- Written problem: Count how many lines in the rows below contain the word "stacked". Reply with the number alone.

-.-.-

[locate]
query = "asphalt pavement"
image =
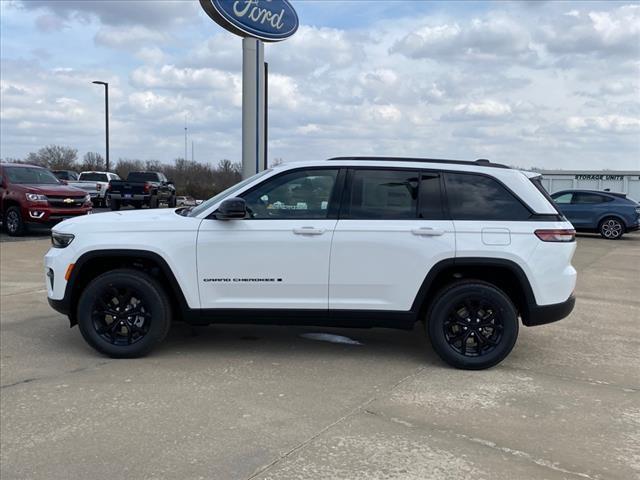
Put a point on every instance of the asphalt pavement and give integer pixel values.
(247, 402)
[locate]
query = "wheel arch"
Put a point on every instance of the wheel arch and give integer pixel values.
(94, 263)
(617, 216)
(505, 274)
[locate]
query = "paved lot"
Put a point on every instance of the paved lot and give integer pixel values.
(248, 402)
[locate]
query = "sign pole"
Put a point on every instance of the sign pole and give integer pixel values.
(253, 103)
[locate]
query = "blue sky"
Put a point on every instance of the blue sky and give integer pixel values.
(547, 84)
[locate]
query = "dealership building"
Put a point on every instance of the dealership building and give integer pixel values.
(613, 180)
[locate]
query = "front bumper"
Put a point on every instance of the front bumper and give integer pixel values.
(543, 314)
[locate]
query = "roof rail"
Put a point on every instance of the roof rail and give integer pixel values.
(482, 162)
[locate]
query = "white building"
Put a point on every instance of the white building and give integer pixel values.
(613, 180)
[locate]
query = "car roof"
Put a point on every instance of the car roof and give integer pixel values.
(483, 162)
(20, 165)
(599, 192)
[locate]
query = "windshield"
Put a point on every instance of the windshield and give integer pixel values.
(34, 176)
(143, 177)
(225, 193)
(94, 177)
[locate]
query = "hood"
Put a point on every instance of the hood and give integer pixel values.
(51, 189)
(123, 222)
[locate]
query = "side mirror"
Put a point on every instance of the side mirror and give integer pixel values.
(232, 208)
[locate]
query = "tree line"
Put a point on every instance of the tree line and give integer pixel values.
(199, 180)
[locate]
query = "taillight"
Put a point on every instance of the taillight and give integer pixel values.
(556, 235)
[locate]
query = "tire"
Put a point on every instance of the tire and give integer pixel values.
(611, 228)
(13, 222)
(134, 335)
(472, 325)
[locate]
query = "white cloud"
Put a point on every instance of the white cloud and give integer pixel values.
(480, 110)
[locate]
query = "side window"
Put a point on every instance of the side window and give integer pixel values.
(430, 197)
(581, 198)
(565, 198)
(303, 194)
(383, 195)
(476, 197)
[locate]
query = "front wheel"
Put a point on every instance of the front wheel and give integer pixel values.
(124, 313)
(611, 228)
(472, 325)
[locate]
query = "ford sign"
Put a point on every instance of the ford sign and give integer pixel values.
(268, 20)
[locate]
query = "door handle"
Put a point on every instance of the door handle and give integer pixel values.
(308, 231)
(428, 232)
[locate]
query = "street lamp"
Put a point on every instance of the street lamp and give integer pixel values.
(106, 115)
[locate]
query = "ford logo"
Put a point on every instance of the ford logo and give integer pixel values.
(268, 20)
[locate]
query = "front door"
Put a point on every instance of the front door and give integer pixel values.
(392, 230)
(277, 257)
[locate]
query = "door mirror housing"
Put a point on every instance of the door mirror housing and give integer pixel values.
(232, 208)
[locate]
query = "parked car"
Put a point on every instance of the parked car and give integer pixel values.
(142, 188)
(610, 214)
(470, 248)
(96, 185)
(33, 195)
(182, 201)
(66, 175)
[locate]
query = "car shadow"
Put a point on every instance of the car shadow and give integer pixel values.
(292, 342)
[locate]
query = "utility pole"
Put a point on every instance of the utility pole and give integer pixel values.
(106, 117)
(185, 136)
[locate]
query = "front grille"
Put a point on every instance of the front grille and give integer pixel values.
(64, 201)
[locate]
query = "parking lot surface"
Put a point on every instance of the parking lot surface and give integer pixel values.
(245, 402)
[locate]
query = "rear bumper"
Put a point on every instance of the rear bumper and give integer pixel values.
(542, 314)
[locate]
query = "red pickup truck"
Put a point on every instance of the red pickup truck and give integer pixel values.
(33, 195)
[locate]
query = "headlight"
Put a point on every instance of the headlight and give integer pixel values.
(61, 240)
(36, 197)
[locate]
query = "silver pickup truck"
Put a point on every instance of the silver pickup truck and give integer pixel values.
(96, 185)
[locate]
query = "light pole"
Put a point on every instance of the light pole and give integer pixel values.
(106, 116)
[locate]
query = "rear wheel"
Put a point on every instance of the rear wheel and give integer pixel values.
(472, 325)
(124, 313)
(611, 228)
(13, 222)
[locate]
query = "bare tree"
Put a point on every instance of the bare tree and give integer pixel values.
(55, 157)
(92, 161)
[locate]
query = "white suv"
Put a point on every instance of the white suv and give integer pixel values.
(470, 248)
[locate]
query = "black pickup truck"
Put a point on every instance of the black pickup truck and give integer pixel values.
(142, 188)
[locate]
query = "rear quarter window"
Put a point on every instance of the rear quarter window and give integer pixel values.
(478, 197)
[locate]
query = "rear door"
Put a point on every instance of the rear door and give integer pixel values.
(391, 231)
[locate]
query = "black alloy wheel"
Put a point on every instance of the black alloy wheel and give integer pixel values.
(124, 313)
(120, 316)
(611, 228)
(472, 325)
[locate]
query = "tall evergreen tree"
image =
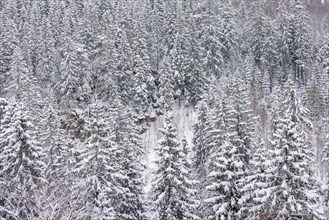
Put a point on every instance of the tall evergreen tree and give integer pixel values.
(291, 189)
(169, 187)
(21, 165)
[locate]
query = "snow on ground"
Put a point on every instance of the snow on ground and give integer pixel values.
(184, 118)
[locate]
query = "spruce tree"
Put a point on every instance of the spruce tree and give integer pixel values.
(291, 189)
(94, 168)
(21, 165)
(169, 187)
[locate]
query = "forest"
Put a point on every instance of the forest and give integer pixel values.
(164, 109)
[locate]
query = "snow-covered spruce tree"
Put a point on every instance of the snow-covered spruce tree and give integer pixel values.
(284, 31)
(128, 199)
(323, 56)
(302, 42)
(21, 165)
(229, 38)
(195, 81)
(166, 85)
(290, 189)
(260, 36)
(191, 202)
(144, 87)
(201, 151)
(254, 183)
(210, 38)
(94, 168)
(226, 167)
(170, 187)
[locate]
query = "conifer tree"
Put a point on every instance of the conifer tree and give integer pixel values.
(128, 200)
(94, 168)
(21, 165)
(226, 169)
(169, 188)
(291, 189)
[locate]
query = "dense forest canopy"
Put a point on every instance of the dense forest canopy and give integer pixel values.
(82, 81)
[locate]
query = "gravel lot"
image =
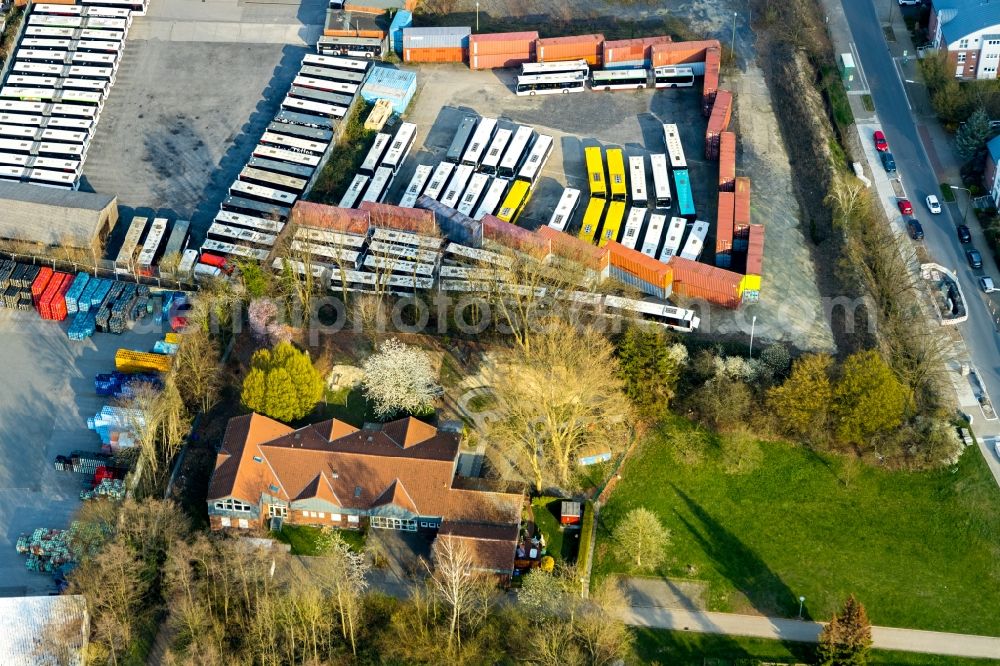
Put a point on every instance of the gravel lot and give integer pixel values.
(49, 393)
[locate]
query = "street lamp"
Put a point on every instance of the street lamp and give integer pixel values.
(968, 201)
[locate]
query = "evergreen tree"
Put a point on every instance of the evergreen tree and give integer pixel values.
(847, 639)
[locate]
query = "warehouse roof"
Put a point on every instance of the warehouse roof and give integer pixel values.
(960, 18)
(52, 216)
(43, 630)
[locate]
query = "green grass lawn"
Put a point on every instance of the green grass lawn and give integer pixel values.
(918, 549)
(560, 543)
(679, 648)
(302, 539)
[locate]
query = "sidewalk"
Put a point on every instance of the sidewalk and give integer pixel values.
(883, 638)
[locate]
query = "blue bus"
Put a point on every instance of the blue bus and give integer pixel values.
(685, 201)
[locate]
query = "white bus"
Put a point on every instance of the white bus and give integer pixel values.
(651, 241)
(675, 235)
(374, 156)
(696, 241)
(474, 192)
(550, 84)
(516, 149)
(438, 180)
(273, 153)
(255, 192)
(379, 185)
(491, 200)
(675, 151)
(325, 85)
(637, 179)
(569, 66)
(294, 143)
(416, 186)
(477, 146)
(536, 160)
(565, 209)
(400, 147)
(354, 191)
(456, 186)
(232, 219)
(619, 79)
(661, 181)
(673, 77)
(633, 226)
(308, 106)
(495, 151)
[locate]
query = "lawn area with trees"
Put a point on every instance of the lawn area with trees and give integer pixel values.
(917, 548)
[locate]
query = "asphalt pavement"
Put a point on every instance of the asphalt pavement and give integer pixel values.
(887, 75)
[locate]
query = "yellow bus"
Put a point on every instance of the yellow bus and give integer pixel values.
(616, 174)
(516, 200)
(595, 172)
(612, 223)
(592, 219)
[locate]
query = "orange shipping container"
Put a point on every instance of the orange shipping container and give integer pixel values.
(452, 54)
(715, 285)
(499, 60)
(718, 123)
(727, 162)
(713, 60)
(498, 43)
(579, 47)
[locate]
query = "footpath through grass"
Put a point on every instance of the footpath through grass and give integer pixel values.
(920, 550)
(679, 648)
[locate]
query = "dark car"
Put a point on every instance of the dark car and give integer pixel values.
(888, 162)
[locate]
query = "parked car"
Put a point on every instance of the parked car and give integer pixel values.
(881, 144)
(974, 258)
(888, 163)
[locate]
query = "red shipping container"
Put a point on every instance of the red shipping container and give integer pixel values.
(500, 60)
(718, 123)
(713, 60)
(741, 214)
(579, 47)
(755, 250)
(443, 54)
(724, 225)
(679, 53)
(631, 49)
(727, 162)
(40, 283)
(498, 43)
(715, 285)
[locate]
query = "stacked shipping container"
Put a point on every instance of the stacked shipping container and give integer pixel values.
(718, 122)
(436, 44)
(727, 162)
(501, 49)
(578, 47)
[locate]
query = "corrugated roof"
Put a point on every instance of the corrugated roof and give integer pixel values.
(960, 18)
(52, 216)
(25, 622)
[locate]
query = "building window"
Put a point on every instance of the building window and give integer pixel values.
(232, 505)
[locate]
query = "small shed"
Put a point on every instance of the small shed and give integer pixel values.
(570, 513)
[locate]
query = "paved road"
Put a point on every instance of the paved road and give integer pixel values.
(885, 638)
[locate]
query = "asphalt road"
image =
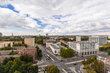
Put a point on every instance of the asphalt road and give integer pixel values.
(52, 60)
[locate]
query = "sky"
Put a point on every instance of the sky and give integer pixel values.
(55, 17)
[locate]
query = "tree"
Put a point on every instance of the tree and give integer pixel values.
(2, 68)
(52, 69)
(91, 63)
(18, 66)
(6, 60)
(108, 52)
(17, 71)
(67, 53)
(39, 53)
(26, 58)
(98, 66)
(91, 71)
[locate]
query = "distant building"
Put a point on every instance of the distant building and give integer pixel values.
(49, 41)
(83, 48)
(78, 38)
(55, 48)
(30, 42)
(20, 50)
(5, 44)
(1, 34)
(102, 40)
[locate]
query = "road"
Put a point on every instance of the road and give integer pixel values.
(64, 66)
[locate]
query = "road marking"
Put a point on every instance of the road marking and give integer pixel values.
(74, 62)
(64, 71)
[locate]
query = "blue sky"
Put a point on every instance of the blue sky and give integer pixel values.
(55, 17)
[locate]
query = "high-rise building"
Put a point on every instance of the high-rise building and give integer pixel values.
(102, 40)
(30, 42)
(1, 35)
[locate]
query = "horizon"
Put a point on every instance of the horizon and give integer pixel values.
(55, 17)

-.-.-

- Task output: 2